• SELECTED EXCERPT
***

The World Among Us
As we gathered in the hotel lobby before heading to the Old North Church in Boston, I tried to get directions. A hotel employee who didn’t seem to know for sure himself how to get there tried to help me in an accent I could hardly decipher. He told me over and over again to “turn light at the light” at the corner of the hotel.
We learned that Bostonians call the area around the Old North Church the North End. Our destination was an attraction from the American Revolution; but when we turned “light (right) at the light,” we saw history and the world of the world on our way to and within the North End.
We passed the Old State House, built in 1713, where the British royal governor ruled the Massachusetts colony for the king of England and spoke his decrees to the city from its balcony. The Boston Massacre occurred in front of this royal building in 1770. Six years later Bostonians first heard the words of the Declaration of Independence from the balcony of the Old State House.
We paused at Faneuil Hall, a meeting place since merchant Peter Faneuil had the building constructed and donated it to the city in 1742. Faneuil’s parents were French Huguenots who had emigrated to America to escape religious persecution. On the cold and sunny afternoon when we walked past, a large group had gathered outside to watch talented young African American men dancing. It was fun to watch them teach middle aged white men from the crowd how to do the same moves. They all looked like they were having a good time.
On top of Faneuil Hall was its celebrated golden grasshopper.
Soon we entered Boston’s Little Italy with its many upscale Italian restaurants.
On the side of one building we saw evidence of Thomas Edison‘s technological impact on Boston. This marker read: Salem Street Station, Edison Electric Illuminating Company, 1909.
Inside the Old North Church was this plaque from 1980, presented by members of a Church of England congregation in Boston, Lincolnshire, England. It commemorated the voyage their fellow Anglicans made to the area 350 years before.
St. Stephens Catholic Church stands in sight of the Old North Church. The former Unitarian meeting place became a Catholic Church in 1862, during the time that most of the residents of the North End were Irish.

***

• PROVIDED MATERIAL
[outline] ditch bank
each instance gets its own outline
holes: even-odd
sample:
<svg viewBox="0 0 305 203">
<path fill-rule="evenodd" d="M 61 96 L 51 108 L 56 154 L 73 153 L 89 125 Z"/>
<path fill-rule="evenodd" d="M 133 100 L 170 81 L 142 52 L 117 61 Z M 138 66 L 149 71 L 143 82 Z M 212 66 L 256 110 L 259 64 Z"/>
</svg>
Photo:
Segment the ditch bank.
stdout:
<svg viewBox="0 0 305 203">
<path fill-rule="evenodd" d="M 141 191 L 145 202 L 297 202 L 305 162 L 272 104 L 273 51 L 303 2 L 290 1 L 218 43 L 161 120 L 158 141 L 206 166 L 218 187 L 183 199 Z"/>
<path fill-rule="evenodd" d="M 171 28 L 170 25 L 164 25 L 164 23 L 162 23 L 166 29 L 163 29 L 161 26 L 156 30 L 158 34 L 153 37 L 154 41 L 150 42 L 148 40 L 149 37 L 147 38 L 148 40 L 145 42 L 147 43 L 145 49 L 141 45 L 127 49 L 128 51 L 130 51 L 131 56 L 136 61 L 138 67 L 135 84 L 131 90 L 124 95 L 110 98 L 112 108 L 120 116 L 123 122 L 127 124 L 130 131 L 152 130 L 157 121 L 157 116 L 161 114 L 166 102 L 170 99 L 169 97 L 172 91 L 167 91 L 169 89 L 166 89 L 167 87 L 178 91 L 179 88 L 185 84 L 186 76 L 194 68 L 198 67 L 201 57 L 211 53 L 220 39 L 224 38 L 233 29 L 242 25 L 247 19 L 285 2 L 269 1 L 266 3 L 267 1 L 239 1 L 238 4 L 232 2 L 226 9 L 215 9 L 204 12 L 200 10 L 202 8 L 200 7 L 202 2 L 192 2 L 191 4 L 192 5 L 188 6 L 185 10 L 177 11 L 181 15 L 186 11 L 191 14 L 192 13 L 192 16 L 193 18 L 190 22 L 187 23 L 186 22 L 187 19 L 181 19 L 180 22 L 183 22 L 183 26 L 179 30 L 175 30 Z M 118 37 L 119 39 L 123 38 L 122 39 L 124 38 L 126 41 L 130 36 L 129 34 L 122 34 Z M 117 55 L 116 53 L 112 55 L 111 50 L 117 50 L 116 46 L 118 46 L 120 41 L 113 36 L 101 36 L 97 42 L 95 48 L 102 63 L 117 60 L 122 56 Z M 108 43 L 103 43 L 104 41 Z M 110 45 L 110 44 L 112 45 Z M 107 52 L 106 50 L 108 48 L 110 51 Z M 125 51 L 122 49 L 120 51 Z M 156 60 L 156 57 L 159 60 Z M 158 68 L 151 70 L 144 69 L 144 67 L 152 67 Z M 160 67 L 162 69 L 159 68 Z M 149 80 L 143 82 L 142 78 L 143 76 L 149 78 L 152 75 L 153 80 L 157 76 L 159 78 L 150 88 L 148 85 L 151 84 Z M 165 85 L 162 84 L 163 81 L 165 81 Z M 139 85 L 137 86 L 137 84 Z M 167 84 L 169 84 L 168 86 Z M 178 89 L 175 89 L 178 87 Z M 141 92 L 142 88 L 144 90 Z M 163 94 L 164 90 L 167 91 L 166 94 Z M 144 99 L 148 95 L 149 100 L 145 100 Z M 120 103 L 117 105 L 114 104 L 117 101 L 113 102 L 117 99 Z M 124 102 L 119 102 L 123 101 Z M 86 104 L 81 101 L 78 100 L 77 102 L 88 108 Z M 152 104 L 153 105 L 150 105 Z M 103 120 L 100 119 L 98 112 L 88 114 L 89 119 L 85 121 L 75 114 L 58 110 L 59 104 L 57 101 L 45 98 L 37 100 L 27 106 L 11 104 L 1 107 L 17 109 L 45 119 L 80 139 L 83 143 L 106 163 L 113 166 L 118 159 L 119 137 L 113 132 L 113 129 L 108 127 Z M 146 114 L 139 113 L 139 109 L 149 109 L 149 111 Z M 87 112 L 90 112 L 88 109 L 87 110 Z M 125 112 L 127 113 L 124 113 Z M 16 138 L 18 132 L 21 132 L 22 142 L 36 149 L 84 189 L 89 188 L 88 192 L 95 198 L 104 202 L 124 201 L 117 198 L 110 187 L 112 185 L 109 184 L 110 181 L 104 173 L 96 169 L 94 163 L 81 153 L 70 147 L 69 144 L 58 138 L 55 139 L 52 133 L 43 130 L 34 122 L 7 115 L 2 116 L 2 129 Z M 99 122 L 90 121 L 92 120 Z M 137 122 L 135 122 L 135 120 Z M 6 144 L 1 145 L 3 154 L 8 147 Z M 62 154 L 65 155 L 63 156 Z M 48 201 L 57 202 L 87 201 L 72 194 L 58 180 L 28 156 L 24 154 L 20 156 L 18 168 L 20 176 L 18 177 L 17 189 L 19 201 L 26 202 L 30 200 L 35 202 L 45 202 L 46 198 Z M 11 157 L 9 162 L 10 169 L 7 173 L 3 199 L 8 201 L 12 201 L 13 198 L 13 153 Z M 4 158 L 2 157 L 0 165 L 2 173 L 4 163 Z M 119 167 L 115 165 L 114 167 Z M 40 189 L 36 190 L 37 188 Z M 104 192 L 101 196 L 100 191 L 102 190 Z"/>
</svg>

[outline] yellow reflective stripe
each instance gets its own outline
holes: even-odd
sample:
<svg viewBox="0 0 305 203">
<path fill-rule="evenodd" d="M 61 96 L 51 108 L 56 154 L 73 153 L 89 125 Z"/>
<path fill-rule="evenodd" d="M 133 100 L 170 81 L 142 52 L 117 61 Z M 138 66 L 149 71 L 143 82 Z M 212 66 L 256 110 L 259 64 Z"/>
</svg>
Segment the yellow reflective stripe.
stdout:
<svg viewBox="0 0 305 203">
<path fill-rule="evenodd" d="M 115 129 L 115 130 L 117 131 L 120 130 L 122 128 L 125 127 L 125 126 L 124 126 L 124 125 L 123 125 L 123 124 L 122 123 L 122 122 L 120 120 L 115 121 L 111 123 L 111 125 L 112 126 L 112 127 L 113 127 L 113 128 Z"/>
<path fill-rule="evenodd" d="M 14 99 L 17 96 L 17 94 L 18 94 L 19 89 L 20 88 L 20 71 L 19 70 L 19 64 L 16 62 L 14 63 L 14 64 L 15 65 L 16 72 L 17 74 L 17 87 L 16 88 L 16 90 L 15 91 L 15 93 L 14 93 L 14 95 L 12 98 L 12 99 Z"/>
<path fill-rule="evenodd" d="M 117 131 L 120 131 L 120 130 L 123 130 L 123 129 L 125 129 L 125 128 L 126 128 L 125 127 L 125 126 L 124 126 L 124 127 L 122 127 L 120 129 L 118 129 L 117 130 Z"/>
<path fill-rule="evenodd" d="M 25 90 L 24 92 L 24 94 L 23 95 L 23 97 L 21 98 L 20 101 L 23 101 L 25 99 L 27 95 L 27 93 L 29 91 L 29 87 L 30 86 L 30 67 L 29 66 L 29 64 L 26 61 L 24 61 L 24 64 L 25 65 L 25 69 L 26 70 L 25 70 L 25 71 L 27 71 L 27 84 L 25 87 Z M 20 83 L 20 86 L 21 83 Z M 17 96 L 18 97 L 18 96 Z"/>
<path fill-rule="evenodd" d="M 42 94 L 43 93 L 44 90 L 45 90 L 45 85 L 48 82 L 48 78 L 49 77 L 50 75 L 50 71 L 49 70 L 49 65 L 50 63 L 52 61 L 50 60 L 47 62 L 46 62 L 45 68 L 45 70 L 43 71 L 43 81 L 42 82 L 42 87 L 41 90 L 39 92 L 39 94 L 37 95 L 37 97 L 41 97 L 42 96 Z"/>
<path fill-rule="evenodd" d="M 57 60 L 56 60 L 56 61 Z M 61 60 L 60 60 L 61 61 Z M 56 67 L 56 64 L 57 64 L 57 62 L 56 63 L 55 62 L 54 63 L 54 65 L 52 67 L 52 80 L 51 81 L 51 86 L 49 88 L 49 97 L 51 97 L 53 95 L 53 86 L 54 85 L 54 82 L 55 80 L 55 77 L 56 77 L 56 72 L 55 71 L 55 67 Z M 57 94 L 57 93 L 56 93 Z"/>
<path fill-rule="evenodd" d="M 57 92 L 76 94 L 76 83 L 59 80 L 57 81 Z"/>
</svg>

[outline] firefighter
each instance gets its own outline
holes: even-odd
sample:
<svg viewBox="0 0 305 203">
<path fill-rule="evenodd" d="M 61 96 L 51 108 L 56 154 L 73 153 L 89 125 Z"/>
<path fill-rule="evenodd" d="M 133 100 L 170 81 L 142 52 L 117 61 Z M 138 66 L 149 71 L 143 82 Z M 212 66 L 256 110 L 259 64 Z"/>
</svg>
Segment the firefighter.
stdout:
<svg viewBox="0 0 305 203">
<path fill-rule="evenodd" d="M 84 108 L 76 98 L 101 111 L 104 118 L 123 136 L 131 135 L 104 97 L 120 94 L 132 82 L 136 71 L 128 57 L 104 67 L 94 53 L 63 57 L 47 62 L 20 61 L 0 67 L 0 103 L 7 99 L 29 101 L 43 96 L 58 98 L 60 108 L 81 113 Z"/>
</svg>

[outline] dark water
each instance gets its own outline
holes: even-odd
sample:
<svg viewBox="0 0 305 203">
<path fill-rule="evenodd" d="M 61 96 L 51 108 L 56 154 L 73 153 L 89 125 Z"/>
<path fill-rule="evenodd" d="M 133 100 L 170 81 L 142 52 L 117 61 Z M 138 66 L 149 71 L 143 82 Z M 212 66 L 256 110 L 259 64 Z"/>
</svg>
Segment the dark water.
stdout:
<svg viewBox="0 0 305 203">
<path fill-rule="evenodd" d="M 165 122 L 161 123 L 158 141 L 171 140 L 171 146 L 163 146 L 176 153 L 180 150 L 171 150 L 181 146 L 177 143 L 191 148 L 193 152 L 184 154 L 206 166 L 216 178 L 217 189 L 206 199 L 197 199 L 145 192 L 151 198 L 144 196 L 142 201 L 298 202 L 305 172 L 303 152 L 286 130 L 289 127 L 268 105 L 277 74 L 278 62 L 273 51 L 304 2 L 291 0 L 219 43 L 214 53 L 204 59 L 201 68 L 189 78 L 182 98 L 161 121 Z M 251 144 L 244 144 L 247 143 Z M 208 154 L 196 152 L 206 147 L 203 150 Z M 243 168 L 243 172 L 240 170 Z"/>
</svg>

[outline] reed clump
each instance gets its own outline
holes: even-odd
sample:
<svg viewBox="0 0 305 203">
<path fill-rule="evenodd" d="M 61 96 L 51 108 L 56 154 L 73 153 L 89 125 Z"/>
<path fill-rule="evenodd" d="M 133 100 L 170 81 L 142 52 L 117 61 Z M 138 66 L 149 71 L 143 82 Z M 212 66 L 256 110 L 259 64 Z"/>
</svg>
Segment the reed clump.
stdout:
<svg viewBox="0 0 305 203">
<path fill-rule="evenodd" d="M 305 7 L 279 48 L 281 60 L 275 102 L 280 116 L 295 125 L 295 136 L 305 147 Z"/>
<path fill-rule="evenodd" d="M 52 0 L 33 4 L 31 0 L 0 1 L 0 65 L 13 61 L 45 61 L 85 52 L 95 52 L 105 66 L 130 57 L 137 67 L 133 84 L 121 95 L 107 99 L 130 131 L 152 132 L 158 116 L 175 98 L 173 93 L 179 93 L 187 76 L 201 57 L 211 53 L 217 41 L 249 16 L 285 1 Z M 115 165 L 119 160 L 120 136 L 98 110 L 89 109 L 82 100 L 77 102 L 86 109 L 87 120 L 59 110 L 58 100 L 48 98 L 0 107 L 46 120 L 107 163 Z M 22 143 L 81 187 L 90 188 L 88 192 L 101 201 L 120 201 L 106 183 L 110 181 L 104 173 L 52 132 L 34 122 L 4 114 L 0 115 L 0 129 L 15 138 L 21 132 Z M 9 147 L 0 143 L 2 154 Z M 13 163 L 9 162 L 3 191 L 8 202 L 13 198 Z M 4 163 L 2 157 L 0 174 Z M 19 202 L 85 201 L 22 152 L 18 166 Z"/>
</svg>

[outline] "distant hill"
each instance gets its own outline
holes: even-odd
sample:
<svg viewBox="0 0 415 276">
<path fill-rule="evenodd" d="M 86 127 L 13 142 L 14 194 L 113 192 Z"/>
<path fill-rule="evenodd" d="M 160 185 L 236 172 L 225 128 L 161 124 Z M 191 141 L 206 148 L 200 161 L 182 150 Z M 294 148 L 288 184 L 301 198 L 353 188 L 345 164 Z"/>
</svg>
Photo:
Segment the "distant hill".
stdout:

***

• PROBLEM SET
1. In the Boston essay, in what year did Peter Faneuil donate Faneuil Hall to the city?
2. Continue the Boston essay from its last sentence.

• THE REPLIES
1. 1742

2.
Rose Fitzgerald Kennedy, mother of President John Fitzgerald Kennedy, was christened at St. Stephens in 1890 when she was one day old. Her funeral was held here after she passed away at 105.
The Armenian American community of Massachusetts donated this small park to the people of the Commonwealth of Massachusetts and the City of Boston in recognition of the hope and refuge they have offered to immigrants.
This sculpture in the park honors one and half million Armenian residents of the former Ottoman Empire who died in a genocide there between 1915 and 1923.
We closed our evening with a visit to Quincy Market where Bostonians can take out international foods from several countries or carry it upstairs to one of the tables close to the market’s dome.
Ray and I chose Italian foods from two different vendors before sharing a piece of Boston Cream Pie (of course).
Flowers brightened the streets all over the North End and near our hotel. Forsythia bushes remind me my grandmother. Down south we keep them in the ground, but they looked pretty in pots, too.
People from England, France, Africa, Italy, Ireland, Armenia, the homeland of the man who told us to “turn light at the light,” and their descendants have called Boston home sweet home. Boston is one of our nation’s many places where homeschooling families can go on a mini-tour of the world.
. . . and He made from one man
every nation of mankind
to live on all the face of the earth,
having determined their appointed times
and the boundaries of their habitation,
that they would seek God,
if perhaps they might grope for Him
and find Him,
though He is not far from each one of us . . .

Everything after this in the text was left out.